**Work item**
Write the listing out again, all of it, word for word.
---+---
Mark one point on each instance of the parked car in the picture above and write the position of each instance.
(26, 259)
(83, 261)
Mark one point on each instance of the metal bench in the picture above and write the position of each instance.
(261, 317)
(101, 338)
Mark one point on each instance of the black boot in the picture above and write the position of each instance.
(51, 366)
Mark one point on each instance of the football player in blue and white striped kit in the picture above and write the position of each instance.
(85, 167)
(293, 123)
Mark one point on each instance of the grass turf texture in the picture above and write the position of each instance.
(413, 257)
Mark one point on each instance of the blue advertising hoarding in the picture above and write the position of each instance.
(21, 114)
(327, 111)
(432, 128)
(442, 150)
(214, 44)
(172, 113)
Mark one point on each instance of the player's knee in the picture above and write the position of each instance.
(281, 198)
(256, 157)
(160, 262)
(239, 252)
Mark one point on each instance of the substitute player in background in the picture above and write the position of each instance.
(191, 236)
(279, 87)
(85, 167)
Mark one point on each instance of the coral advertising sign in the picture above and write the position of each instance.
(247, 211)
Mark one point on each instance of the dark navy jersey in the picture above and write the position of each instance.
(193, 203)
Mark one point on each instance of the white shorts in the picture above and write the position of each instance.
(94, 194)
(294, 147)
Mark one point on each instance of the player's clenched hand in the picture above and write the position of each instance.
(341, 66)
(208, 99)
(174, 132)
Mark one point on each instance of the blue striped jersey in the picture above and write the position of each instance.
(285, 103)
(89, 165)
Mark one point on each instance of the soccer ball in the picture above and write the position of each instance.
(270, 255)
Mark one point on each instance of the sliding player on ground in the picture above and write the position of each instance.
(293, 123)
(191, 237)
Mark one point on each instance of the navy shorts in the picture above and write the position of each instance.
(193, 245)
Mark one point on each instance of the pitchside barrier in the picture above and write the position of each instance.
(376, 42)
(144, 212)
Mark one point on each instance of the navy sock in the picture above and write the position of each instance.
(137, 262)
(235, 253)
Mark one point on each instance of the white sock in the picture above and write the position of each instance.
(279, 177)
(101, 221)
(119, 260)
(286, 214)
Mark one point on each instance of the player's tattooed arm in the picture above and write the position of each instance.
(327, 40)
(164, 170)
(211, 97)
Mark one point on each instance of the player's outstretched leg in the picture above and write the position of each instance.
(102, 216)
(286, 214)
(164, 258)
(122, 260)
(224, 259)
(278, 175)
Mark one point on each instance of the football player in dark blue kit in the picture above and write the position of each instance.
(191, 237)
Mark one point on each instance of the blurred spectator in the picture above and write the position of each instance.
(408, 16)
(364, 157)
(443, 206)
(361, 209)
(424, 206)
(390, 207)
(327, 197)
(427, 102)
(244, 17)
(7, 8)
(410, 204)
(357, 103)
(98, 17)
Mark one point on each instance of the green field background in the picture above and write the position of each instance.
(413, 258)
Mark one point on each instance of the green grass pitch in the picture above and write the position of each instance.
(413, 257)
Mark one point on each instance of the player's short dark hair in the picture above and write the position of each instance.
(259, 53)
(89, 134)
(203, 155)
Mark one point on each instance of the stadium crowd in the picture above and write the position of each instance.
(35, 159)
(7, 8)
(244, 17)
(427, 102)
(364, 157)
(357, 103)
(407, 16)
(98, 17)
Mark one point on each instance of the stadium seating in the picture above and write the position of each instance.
---+---
**Solved problem**
Mark one point on each instance of the parked car in the picture above and write the position of each instance.
(26, 259)
(83, 261)
Mark one point on each instance of the metal bench in the picture above and write the position of each instance.
(261, 317)
(101, 338)
Mark one point on each instance of the black boot in the picture above and write the position of each instance.
(51, 366)
Mark one point on each instance of the football player in blue and white striped kit in the picture above and write the position of each instance.
(85, 167)
(293, 123)
Mark one point on each instance of the grass turf texture in the picture above and write the position of each instance.
(413, 257)
Mark one point on each instance of the blue advertising hoarding in the picture above and write the position of each instance.
(21, 114)
(327, 111)
(432, 128)
(442, 150)
(214, 44)
(172, 113)
Mark one point on each instance of the player's knee in the picture above and write the position of each instance.
(281, 198)
(256, 157)
(160, 262)
(239, 252)
Mark one point on each instance of the substitute player in background in the picture above and write the position of each instance.
(191, 236)
(279, 87)
(85, 167)
Mark one point on each instance of the coral advertising sign in the picture above and write the position of each instance.
(247, 211)
Mark one point on each instance of the dark navy jersey in the picture above and write the position of each instance.
(193, 203)
Mark one point on each instance of the white shorts in the picture above and write the position of each instance.
(94, 194)
(294, 147)
Mark one point on each instance of the player's clenched hand in the picture above and write the position of each instance.
(341, 66)
(208, 99)
(174, 132)
Mark one point on each instance of the blue striped jersey in the picture above and write the position of each instance.
(285, 103)
(89, 165)
Mark one point on each instance of the soccer ball in the picture above and write the position of each instance.
(270, 255)
Mark one point on each instance of the sliding player on ground in the picture above and write the position of each instance.
(293, 123)
(191, 237)
Mark one point on each instance of the navy shorts in the picture above and write the position of each instance.
(193, 245)
Mark one point on each instance of the pitchside barrier in the picture above and write the position of each instance.
(376, 42)
(144, 212)
Mark one point on each instance of the navy sock in the picture above and write the position of each instance.
(137, 262)
(235, 253)
Mark one point on each instance of the white sock in the picture above and write the position of each instance.
(279, 177)
(101, 221)
(119, 260)
(286, 214)
Mark one point on each instance of the player's tattooed arm in the picture above and write the position of each instance.
(327, 40)
(164, 170)
(211, 97)
Mark one point on each instance of the player's outstretched leg in the picture above and write the position of each instance.
(102, 216)
(286, 214)
(164, 258)
(122, 260)
(224, 259)
(278, 175)
Mark one point on each instance of the football player in dark blue kit in the picture above and write the position of each instance.
(191, 237)
Mark one point on each instance of the blurred spectator in the picture above and write the position of each instance.
(408, 16)
(364, 157)
(443, 206)
(361, 209)
(424, 206)
(390, 207)
(327, 197)
(427, 102)
(244, 17)
(7, 8)
(410, 204)
(357, 103)
(98, 17)
Mark one point on each instance of the green field background in the picture above and write the position of each instance.
(413, 258)
Mark one point on each instance of the green grass pitch in the picture above and write the position of each instance.
(413, 257)
Mark one point on each instance of the player's short dark hair in the picture above and write the position of each instance.
(259, 53)
(89, 134)
(203, 155)
Mark one point on each instance of the stadium crowd in the picture above and write the position of each instance.
(35, 159)
(7, 8)
(244, 17)
(427, 102)
(364, 157)
(357, 103)
(407, 16)
(98, 17)
Mark one point on each instance of the stadium seating in the picture above and write the position of each instance.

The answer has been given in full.